REQUIRED ACTIONS:
1: Reproduce verbatim the stretch of the Susan C. Scrimshaw biography below from "Susan Crosby Scrimshaw" through "of Illinois Chicago.".
2: Extend the Susan C. Scrimshaw biography that follows, beginning immediately after its final sentence.

EXCERPT:
- Born: 1945 (age 80–81) Boston, Massachusetts
- Education: Barnard College Columbia University
- Known for: Research on cultural factors affecting public health
- Awards: Margaret Mead Award (1985)
- Scientific career
- Fields: Medical anthropology
- Workplaces: Columbia University University of California, Los Angeles University of Illinois Chicago Simmons University The Sage Colleges
- Academic advisors: Margaret Mead

= Susan C. Scrimshaw =

American medical anthropologist

Susan Crosby Scrimshaw is an American scholar of medical anthropology and university administrator. She served as president of Simmons University, The Sage Colleges, and dean of the School of Public Health at the University of Illinois Chicago.

== Biography ==
Scrimshaw was born in Boston in 1945 and was raised in Guatemala until she was 16. Her father was food scientist Nevin S. Scrimshaw, a professor at Massachusetts Institute of Technology who chaired MIT's department of nutrition and food science. She earned her B.A. from Barnard College in Latin American studies and Ph.D. in anthropology from Columbia University, where she studied under Margaret Mead. She taught at Columbia University and the University of California, Los Angeles, where she served as associate and acting dean of the UCLA Fielding School of Public Health. Her field of research is medial anthropology and she has focused on how gender, race, ethnicity, and culture affects public health practices.

EXTRACTED MATERIAL:
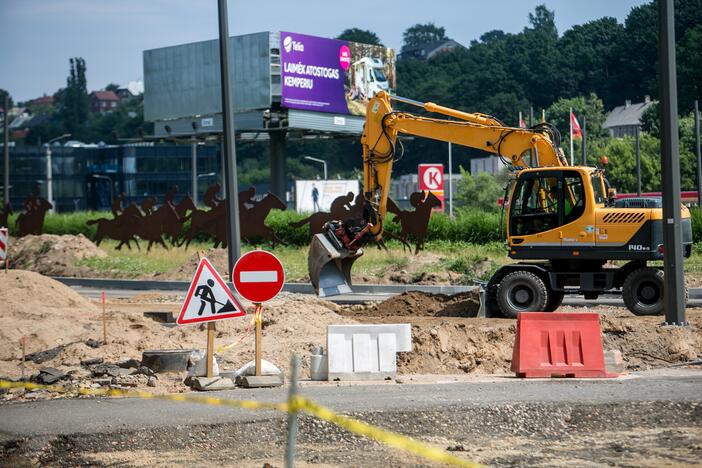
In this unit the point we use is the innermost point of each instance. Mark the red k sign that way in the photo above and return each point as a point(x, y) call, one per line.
point(431, 178)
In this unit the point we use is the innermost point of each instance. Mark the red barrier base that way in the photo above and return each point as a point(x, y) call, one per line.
point(558, 345)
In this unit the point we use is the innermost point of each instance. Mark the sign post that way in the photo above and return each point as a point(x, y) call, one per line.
point(208, 299)
point(258, 276)
point(431, 178)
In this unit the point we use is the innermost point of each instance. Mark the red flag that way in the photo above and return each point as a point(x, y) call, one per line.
point(577, 132)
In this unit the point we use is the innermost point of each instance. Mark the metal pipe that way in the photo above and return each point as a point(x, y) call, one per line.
point(193, 168)
point(699, 154)
point(292, 413)
point(6, 151)
point(228, 148)
point(638, 160)
point(450, 181)
point(674, 284)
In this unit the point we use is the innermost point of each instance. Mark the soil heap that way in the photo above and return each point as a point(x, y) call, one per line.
point(49, 254)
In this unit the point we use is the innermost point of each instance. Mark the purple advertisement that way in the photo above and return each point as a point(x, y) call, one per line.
point(329, 75)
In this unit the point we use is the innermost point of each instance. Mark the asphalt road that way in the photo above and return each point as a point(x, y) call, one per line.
point(104, 415)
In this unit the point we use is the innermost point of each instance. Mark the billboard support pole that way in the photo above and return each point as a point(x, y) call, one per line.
point(193, 167)
point(674, 284)
point(228, 148)
point(277, 155)
point(6, 151)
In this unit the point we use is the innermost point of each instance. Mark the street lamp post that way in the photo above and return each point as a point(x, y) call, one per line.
point(319, 161)
point(49, 170)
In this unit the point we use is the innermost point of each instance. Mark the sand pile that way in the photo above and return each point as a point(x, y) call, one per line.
point(58, 320)
point(50, 254)
point(446, 341)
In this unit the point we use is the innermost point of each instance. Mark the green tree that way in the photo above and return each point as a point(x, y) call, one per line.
point(73, 100)
point(363, 36)
point(480, 191)
point(421, 34)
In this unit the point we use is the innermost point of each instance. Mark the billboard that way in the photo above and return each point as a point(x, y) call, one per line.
point(431, 178)
point(330, 75)
point(326, 192)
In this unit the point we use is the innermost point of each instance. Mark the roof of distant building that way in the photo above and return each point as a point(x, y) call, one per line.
point(627, 115)
point(105, 95)
point(427, 51)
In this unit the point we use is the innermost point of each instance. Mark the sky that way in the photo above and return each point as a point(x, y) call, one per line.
point(37, 37)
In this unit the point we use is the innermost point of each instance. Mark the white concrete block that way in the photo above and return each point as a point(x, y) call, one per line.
point(387, 352)
point(366, 351)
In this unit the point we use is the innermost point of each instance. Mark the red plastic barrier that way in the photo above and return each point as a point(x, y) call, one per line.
point(549, 344)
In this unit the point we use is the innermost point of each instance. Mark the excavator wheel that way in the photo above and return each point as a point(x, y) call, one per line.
point(522, 291)
point(642, 291)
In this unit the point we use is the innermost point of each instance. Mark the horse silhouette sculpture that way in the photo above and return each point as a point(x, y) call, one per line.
point(252, 216)
point(5, 215)
point(414, 223)
point(121, 228)
point(31, 221)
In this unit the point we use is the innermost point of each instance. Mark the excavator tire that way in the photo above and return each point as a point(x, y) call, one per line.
point(522, 291)
point(642, 291)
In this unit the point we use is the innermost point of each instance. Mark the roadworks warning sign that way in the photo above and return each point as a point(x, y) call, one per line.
point(208, 298)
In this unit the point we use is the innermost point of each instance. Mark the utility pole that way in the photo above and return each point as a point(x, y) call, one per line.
point(584, 141)
point(674, 284)
point(6, 152)
point(638, 160)
point(228, 149)
point(193, 167)
point(699, 155)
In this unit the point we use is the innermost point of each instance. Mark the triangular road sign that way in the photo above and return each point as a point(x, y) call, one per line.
point(208, 298)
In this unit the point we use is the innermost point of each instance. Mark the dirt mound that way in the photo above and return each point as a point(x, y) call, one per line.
point(49, 313)
point(414, 303)
point(445, 341)
point(63, 330)
point(49, 254)
point(185, 271)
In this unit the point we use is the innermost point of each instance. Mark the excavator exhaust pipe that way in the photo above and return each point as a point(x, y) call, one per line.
point(330, 267)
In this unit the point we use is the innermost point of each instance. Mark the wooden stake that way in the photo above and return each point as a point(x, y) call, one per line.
point(23, 342)
point(104, 321)
point(259, 338)
point(210, 349)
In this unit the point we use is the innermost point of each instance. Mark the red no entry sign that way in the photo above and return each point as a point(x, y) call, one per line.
point(258, 276)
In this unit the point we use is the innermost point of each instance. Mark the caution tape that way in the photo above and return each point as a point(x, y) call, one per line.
point(295, 404)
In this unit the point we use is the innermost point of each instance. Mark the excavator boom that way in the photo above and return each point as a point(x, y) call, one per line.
point(332, 253)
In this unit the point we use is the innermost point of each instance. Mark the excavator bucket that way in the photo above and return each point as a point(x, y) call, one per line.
point(330, 267)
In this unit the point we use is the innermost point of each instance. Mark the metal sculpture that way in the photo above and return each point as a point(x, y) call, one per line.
point(414, 223)
point(31, 221)
point(252, 216)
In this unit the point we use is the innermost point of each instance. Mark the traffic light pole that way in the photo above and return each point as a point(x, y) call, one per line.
point(674, 290)
point(228, 148)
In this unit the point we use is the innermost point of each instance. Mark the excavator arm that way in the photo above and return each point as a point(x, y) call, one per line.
point(332, 253)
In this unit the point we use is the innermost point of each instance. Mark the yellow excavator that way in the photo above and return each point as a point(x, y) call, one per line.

ANSWERS:
1:
Susan Crosby Scrimshaw is an American scholar of medical anthropology and university administrator. She served as president of Simmons University, The Sage Colleges, and dean of the School of Public Health at the University of Illinois Chicago.

2:
Scrimshaw was named dean of the University of Illinois Chicago's School of Public Health in 1994, serving in that position until 2006, when she was named president of Simmons University. She remained president until 2008. She later became president of The Sage Colleges before stepping down in 2017.

Scrimshaw is a member of the Institute Of Medicine, later known as the National Academy of Medicine. At the time of her election in 1993, she and her father became the first father/daughter pair to become members of the IOM. She is also a fellow of the American Association for the Advancement of Science, the American Anthropological Association, Society for Applied Anthropology, and past president of the Society for Medical Anthropology. She was the recipient of the 1985 Margaret Mead Award for her work on cultural factors affecting healthcare delivery.